* Quellenauszug
━━━━━━━━━━━━━━━━━━━━━━━━━━━━━━

Unterzeichnet ist der Brief – wie schon andere zuvor – mit „L … Mann aus der Familie H …“. Darunter steht Folgendes eingeklammert: „Diese Formulierung soll sagen, dass ich keine Person bin, das wäre ein Maskenwesen. Ich bin ein gefühlvoller, bewusster Mensch aus Fleisch und Blut. Deshalb habe ich auch keinen Personalausweis. Wessen Personal – Abhängiger wäre ich denn mit einem solchen Ausweis? Jener vielleicht der Staatssimulation „Bundesrepublik Deutschland“? Wollen Sie eigentlich eine „Bundesrepublik Deutschländerin“ sein oder wessen Staates Angehörige sind denn Sie?“.
l. Im Schreiben vom …06.2015 (Bl. 123 ff. d.A.) mit der Überschrift „Ihr diktatorisches Staatssimulatons-Aktenzeichen (…)“ führt der Beklagte zunächst aus, dass der Staat „Bundesrepublik Deutschland“ nicht existiere und die „Staatssimulationsgesetze“ keinen Geltungsbereich hätten. Er kommt zum Schluss, dass an seinem Wohnort die vom Finanzamt E … zu vollziehenden Gesetze keine Gültigkeit hätten. Der Beklagte erklärt der Adressatin, einer Mitarbeiterin des Finanzamtes E …, sie würde sich privat und persönlich schadenersatzpflichtig machen und er würde sich von ihr privat alles zurückholen, wenn die Zeit reif sei. Der Beklagte erklärt, dass dieses Schreiben auch eine Dienstaufsichtsbeschwerde gegen die Adressatin sei, weil sie die H …usgabe ihres Vornamens verweigere.
Er beendet das Schreiben mit „P.S.: Der Krug geht so lange zum Brunnen, bis er bricht. Die Zeit der Abrechnung naht.“.
Als Anlage legt der Beklagte eine an die Mitarbeiterin des Finanzamtes E … adressierte „Kulanzmitteilung (Courtesy Notice)“ bei, in der die Adressatin darüber in Kenntnis gesetzt wird, dass sie „für sämtliche verursachten rechtswidrigen und illegalen Handlungen gegen den Versender, (…) für Haupt- und Dreifach-Schadenersatz nach den allgemeinen Gesetzen verantwortlich und haftbar ist.“.

━━━━━━━━━━━━━━━━━━━━━━━━━━━━━━

* Bereitgestellte Daten
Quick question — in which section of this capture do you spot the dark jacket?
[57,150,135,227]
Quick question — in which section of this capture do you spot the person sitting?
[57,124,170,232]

━━━━━━━━━━━━━━━━━━━━━━━━━━━━━━

* Angaben zur Aufgabe
Führen Sie den Auszug über die Schreiben des Beklagten an das Finanzamt im gleichen Stil fort, beginnend nach dessen letztem Satz.

* Endergebnis
Als weitere Anlage legt er seine „Allgemeinen Geschäftsbedingungen“ bei, die ebenfalls persönlich an die Mitarbeiterin des Finanzamtes E … adressiert sind. Darin werden für zahlreiche Tatbestände, die aus Sicht des Beklagten z.B. bei Gerichtsvollziehereinsätzen regelmäßig tangiert werden, Tarifentgelte in Form von Feinsilberunzen erhoben.
Darüber hinaus ist erneut das gefälschte Schreiben von Otto Schily beigefügt.
m. In den Schreiben vom …05.2016 (Bl. 142 f. d.A.) und …06.2016 (Bl. 144 d.A.) bezeichnet der Beklagte das Finanzamt E … als Firma, zweifelt die Existenz der Bundesrepublik Deutschland an, nennt die Bundesrepublik Deutschland eine „Diktatur der Staatssimulation“, das Einkommenssteuergesetz ein „Nazi-Gesetz“ und weist darauf hin, dass seit 1982 die Staatshaftung aufgehoben und durch den „Bundesverfassungsbescheid“ vom …10.1982 stattdessen die persönliche Haftung für Beamte nach §§ 823, 839 BGB wieder eingeführt worden sei.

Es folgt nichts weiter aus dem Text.